Je ne me souvenais plus de cet article, publié en août 2013 dans Coup d’Oreille, qui « oppose » deux artistes irrémédiablement liés, à l’aide de leurs albums respectifs. C’était assez pertinent pour Jay Z et Ye, car une vraie rivalité sourdrait, au moment de la sortie des albums. Personnellement, je trouve que l’album de West a plus survécu au temps, mais je ne suis pas objectif sur le sujet…
Watch the Throne les couronnait princes régnant sur un même royaume, réunissait le beatmaker propre sur lui et l’ancien dealer de crack dans l’explosion partagée des egos. Deux années plus tard, leurs albums respectifs se disputent les bacs, les charts et le sommet de leur art. Coup d’Oreille compte les points.
Titre
Jay Z, Magna Carta… Holy Grail
Jay Z aurait pu choisir la facilité et la pérennité en nommant sa nouvelle production The Blueprint 4, mais préfère finalement la référence à deux objets quasiment aussi sacrés l’un que l’autre. « Holy Grail » appelle peu d’interprétations, puisqu’il s’agit simplement de la coupe que le Christ aurait utilisée lors de son dernier repas, avant de subir le comble pour un menuisier, finir sur une croix en bois. Ou commencer, selon les croyances : une énième résurrection de l’histoire du rap ? Jay Z est plutôt désabusé sur la question (« Jesus can’t save you/Life starts when the church ends » rappe-t-il dans « Empire State of Mind »), et la formule pourrait alors rester ce qu’elle est principalement aujourd’hui, une manière de montrer son respect, voire sa crainte ébahie. Les points de suspension dans le titre vont dans ce sens : s’il n’a pas mis « Holy Shit », c’est que le rappeur est désormais au fait des convenances.

......

■ **PROBLÈMES ET TÂCHES**
a) Relevez, dans le texte sur les albums de Jay Z et Ye, les trois choses que leurs albums respectifs se disputent deux ans après Watch the Throne.
b) D'après le texte sur les albums de Jay Z et Ye, à quelle date l'article de Coup d'Oreille a-t-il paru ?
c) Prolongez, s'il vous plaît, le texte sur les albums de Jay Z et Ye à partir de sa dernière phrase.

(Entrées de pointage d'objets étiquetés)
......

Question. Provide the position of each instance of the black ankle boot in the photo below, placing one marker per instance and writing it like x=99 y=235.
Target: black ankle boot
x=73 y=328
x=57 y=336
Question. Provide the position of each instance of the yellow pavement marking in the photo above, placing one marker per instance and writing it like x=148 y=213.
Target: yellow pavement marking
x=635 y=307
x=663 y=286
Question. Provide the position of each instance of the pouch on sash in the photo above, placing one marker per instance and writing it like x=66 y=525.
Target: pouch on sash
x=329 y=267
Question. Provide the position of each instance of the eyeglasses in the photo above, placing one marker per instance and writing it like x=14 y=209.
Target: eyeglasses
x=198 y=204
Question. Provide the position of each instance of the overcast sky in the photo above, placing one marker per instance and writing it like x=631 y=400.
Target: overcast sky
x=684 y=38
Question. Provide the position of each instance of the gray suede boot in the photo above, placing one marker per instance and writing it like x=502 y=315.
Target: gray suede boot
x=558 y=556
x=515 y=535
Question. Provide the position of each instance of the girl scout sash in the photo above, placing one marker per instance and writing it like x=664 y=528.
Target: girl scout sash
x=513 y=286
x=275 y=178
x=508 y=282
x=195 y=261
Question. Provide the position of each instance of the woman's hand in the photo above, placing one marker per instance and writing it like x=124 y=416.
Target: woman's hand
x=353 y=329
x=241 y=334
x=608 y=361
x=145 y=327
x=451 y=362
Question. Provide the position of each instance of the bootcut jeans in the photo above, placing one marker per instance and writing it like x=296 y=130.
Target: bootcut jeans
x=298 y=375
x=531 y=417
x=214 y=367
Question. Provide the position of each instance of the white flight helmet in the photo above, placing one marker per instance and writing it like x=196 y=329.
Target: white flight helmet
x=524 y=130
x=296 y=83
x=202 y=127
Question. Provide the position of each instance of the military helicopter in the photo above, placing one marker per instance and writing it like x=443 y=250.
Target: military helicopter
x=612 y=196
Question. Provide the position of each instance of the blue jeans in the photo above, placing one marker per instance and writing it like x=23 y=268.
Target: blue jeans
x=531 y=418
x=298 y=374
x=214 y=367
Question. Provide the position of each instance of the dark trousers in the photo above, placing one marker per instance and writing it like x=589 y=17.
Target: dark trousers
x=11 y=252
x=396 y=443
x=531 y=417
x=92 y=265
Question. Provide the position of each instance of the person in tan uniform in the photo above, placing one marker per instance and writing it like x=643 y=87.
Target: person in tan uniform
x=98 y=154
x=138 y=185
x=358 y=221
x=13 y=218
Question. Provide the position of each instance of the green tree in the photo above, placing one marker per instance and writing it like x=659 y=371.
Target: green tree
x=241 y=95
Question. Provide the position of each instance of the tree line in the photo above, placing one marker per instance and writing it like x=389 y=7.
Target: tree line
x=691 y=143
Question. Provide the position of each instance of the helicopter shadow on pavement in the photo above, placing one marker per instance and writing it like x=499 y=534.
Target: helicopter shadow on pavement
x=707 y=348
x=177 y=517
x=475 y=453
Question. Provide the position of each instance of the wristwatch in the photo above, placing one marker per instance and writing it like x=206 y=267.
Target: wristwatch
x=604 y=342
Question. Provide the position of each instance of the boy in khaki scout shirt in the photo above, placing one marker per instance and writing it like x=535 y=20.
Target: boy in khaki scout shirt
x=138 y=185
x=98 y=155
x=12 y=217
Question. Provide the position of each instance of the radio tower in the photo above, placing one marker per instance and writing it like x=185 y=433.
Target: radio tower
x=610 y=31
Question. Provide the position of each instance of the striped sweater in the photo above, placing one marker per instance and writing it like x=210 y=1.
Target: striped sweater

......

■ **RÉPONSES FINALES**
a) Les bacs, les charts et le sommet de leur art.

b) En août 2013.

c)
La première partie du titre, « Magna Carta », est une référence appuyée à l’un des documents les plus importants de l’Histoire britannique, ayant influencé les colons américains. Signée en 1215 par le Roi John d’Angleterre, la charte proposait des solutions venues du peuple pour faire face à la crise que traversait alors le pays : en un mot, le Roi (se) signait pour ses faiblesses et erreurs. La première partie du titre fait d’ailleurs écho au voyage effectué par Hov et son épouse Beyoncé en avril 2013, à Cuba, pour fêter leur 5 années de mariage. Alors qu’ils coulaient des minutes heureuses à siroter des mojitos, une polémique avait enflé aux États-Unis, sur fond de racisme à peine larvé, des Républicains reprochant le voyage sur l’île malgré l’embargo toujours en vigueur pour les ressortissants américains. Remonté, Jay Z avait alors sorti, quelques semaines avant son album, une chanson intitulée « Open Letter », en réponse à ses détracteurs, mais peut-être bien adressée à son pote Barack, lui réclamant de défendre la liberté de tous tout en se posant comme « Bob Dylan du rap ». « Nous avons des choses plus importantes à gérer » a simplement déclaré le Président américain dans une interview à NBC Today. Et, dans ce cas, Magna Carta pourrait être un appel du pied au chef de l’État, genre remise en place. Bon, Obama lui a aussi fait un bel hommage lors du traditionnel dîner des correspondants de la Maison Blanche en lâchant un « I’ve got 99 problems and now Jay Z is one », donc Hova ne lui en veut pas, en fin de compte. En plus, c’est son dernier mandat.
Kanye West, Yeezus
Ici, le titre est clair comme du cristal : celui que se donne Kanye équivaut grossièrement à celui de messie du rap, un Jésus amélioré qui porterait des Nike Air Yeezy, le nom de la gamme étant également un des blazes du rappeur. Son collègue CyHi The Prynce, omniprésent sur l’album, soutient que le titre se prononce aussi « Yee-Is-Us », apportant une nouvelle dimension réflexive sur l’aspect populaire de sa musique. Mais bon, même en sneakers, ça ne va pas bien loin.
Gagnant : Jay Z
Promo
Jay Z, Magna Carta… Holy Grail
On sent que Hov a gardé le sens des affaires : il conclut un deal juteux avec le fabricant de smartphones Samsung en permettant au premier million d’utilisateurs qui téléchargeront son application dédiée de recevoir Magna Carta… gratuitement, le 4 juillet 2013. Et s’assure ainsi un disque de platine, 3 jours avant la sortie officielle de l’album, invectivant le Billboard (autorité des charts US) via Twitter.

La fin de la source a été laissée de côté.